- _EXERCISE AIM_
Without any pictures, print exactly the lines that run from the start of the data through the line containing "Kindly review the image provided above and locate the tree".

- _SOURCE INFORMATION_
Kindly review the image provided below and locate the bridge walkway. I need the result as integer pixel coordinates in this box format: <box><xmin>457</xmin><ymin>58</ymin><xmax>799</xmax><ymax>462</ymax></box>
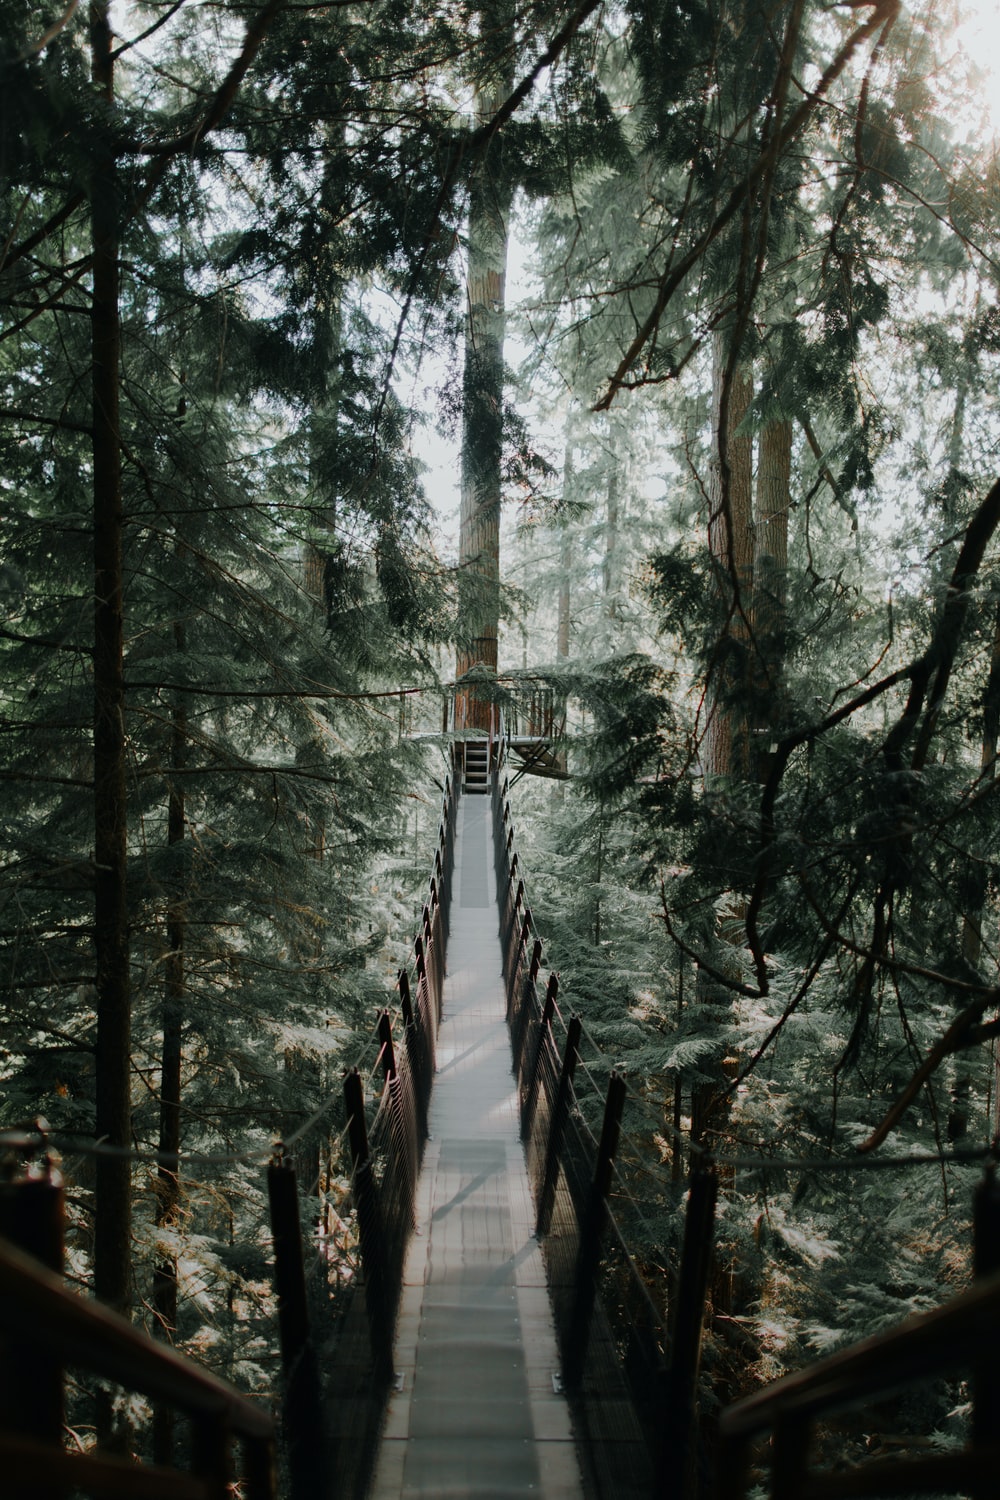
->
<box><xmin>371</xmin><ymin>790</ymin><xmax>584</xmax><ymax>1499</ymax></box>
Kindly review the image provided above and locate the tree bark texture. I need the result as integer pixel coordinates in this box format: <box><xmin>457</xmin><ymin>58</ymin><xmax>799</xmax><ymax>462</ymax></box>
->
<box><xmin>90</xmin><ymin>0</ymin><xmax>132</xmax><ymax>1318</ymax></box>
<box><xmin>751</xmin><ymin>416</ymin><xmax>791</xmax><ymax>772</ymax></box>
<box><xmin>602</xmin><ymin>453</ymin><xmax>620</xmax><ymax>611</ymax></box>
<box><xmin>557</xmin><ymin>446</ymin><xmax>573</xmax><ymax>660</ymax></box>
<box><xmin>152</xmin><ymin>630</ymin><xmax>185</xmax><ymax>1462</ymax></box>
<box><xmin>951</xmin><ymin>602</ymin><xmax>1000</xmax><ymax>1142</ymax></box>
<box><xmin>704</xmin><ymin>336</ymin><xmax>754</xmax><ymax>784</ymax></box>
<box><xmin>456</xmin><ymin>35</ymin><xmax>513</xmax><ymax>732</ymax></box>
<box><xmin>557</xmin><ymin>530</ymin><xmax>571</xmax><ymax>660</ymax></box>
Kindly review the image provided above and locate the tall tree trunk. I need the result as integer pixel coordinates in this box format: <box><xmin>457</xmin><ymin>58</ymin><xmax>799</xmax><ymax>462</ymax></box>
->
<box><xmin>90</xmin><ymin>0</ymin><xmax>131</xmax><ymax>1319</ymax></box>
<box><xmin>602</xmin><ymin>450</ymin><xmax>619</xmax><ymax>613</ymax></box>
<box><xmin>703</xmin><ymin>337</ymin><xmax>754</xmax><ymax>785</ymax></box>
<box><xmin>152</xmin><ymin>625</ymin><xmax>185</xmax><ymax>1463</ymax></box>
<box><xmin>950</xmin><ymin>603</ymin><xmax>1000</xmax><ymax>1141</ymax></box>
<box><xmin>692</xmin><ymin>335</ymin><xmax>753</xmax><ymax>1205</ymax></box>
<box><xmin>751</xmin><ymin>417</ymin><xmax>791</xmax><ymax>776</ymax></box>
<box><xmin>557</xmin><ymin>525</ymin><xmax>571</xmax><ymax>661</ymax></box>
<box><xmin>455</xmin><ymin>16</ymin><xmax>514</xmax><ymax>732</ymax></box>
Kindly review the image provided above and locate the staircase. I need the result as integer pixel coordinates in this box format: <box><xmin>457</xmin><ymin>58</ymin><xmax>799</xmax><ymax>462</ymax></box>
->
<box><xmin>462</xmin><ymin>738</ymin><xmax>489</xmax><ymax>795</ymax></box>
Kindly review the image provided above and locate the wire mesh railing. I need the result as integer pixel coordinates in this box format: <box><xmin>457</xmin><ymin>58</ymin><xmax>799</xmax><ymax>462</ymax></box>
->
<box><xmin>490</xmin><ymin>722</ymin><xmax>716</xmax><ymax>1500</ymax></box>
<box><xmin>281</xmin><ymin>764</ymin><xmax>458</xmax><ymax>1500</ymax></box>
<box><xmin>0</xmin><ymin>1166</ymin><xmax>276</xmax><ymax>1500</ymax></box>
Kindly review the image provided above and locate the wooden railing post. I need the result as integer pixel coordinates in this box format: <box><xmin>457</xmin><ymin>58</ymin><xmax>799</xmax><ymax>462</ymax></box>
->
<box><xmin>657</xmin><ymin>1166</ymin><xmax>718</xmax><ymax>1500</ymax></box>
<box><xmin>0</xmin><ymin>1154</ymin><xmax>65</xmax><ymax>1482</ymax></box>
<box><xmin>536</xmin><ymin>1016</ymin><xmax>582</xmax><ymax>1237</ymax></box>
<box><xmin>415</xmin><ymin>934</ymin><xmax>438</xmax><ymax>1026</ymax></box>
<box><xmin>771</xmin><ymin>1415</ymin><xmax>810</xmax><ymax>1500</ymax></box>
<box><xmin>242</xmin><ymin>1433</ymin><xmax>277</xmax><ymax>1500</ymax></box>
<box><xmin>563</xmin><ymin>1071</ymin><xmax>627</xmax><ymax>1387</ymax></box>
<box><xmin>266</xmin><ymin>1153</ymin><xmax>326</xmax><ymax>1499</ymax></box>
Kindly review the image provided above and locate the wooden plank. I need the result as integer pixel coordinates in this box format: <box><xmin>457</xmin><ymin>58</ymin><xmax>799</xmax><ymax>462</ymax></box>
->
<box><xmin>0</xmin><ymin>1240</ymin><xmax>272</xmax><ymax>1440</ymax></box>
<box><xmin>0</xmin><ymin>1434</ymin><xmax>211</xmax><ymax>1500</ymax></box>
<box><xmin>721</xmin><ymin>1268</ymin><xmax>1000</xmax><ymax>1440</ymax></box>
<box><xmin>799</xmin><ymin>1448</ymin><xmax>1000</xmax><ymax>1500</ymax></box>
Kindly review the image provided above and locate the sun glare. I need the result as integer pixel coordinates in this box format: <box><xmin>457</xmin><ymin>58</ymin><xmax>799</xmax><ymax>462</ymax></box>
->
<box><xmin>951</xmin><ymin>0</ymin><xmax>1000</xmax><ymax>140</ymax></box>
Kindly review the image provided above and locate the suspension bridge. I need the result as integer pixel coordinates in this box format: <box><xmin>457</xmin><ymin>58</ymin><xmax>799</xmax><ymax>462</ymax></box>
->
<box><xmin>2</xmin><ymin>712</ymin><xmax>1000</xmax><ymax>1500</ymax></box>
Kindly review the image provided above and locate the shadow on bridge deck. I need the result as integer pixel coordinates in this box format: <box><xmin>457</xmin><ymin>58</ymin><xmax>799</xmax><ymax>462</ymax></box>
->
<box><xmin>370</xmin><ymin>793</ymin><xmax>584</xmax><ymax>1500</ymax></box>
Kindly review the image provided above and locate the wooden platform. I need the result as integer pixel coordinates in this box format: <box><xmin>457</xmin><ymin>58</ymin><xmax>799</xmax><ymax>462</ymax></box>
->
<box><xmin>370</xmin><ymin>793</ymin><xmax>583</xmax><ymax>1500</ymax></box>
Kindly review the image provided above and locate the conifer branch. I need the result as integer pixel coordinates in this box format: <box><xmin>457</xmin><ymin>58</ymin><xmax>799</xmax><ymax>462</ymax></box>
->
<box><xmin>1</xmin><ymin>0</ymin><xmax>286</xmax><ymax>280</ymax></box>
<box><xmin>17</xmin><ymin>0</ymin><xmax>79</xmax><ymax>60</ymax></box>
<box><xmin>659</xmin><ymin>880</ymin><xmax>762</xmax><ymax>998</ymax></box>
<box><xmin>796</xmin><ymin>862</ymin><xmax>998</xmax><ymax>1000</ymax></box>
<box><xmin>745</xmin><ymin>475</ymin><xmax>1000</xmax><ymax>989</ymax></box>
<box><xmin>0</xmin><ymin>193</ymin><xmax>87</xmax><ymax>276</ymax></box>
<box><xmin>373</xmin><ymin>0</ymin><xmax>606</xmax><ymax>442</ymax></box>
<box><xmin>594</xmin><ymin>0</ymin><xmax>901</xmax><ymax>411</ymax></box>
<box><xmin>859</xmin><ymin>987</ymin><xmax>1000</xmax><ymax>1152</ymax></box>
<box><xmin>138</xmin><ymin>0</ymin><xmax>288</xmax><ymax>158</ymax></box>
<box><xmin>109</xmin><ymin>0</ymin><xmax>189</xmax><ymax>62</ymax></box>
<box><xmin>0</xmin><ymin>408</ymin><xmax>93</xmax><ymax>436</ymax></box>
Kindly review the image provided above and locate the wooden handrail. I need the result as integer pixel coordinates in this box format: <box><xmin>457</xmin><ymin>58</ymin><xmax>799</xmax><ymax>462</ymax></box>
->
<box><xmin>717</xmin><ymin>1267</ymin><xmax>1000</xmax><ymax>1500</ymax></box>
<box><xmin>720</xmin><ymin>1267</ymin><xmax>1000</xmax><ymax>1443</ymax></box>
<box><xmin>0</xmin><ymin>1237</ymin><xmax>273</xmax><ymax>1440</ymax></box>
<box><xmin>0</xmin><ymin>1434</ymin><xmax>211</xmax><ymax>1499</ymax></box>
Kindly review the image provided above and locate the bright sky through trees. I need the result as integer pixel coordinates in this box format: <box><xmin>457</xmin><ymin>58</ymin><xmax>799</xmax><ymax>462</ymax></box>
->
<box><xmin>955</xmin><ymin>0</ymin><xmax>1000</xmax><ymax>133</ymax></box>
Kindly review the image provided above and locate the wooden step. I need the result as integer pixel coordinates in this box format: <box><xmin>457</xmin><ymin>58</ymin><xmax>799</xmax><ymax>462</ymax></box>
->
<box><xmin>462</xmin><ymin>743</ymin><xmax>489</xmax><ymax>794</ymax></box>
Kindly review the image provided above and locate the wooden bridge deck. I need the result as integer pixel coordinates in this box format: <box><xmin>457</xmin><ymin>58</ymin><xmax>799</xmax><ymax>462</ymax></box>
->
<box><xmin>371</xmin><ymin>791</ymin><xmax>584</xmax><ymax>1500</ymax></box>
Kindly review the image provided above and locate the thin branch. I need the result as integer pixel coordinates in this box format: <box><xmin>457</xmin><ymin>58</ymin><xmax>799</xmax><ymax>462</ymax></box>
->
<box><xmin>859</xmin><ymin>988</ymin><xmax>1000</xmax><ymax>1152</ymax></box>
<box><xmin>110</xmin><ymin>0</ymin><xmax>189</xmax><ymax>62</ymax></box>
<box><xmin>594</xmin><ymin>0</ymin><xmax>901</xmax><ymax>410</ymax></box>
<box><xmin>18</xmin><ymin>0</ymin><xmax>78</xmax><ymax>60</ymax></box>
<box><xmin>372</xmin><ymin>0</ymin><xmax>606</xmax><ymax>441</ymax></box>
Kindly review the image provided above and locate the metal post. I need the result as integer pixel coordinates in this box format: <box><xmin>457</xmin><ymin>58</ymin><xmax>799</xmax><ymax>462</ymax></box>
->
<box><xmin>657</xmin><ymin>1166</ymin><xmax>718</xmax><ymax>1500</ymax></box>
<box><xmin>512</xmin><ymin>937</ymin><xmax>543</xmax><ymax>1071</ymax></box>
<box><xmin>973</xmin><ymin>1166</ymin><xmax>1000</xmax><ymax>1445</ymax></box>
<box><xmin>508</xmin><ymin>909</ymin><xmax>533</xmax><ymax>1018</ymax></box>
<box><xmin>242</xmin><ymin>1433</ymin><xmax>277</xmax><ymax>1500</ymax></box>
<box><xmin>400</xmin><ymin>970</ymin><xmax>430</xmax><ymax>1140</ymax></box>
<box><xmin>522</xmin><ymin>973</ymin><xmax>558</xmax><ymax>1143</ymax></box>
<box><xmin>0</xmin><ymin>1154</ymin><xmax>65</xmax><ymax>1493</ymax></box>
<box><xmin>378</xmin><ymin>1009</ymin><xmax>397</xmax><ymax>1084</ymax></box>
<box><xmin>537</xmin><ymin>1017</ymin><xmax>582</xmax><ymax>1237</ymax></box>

- _RESULT FOR THIS TASK_
Kindly review the image provided below and locate the bridge walkway. I need the result as integer pixel coordinates in this box format: <box><xmin>457</xmin><ymin>58</ymin><xmax>799</xmax><ymax>462</ymax></box>
->
<box><xmin>371</xmin><ymin>790</ymin><xmax>584</xmax><ymax>1499</ymax></box>
Kindly review the image provided above and locate the tree bark texture. I need the result as integer pixel coordinates in this box format: <box><xmin>457</xmin><ymin>58</ymin><xmax>799</xmax><ymax>462</ymax></box>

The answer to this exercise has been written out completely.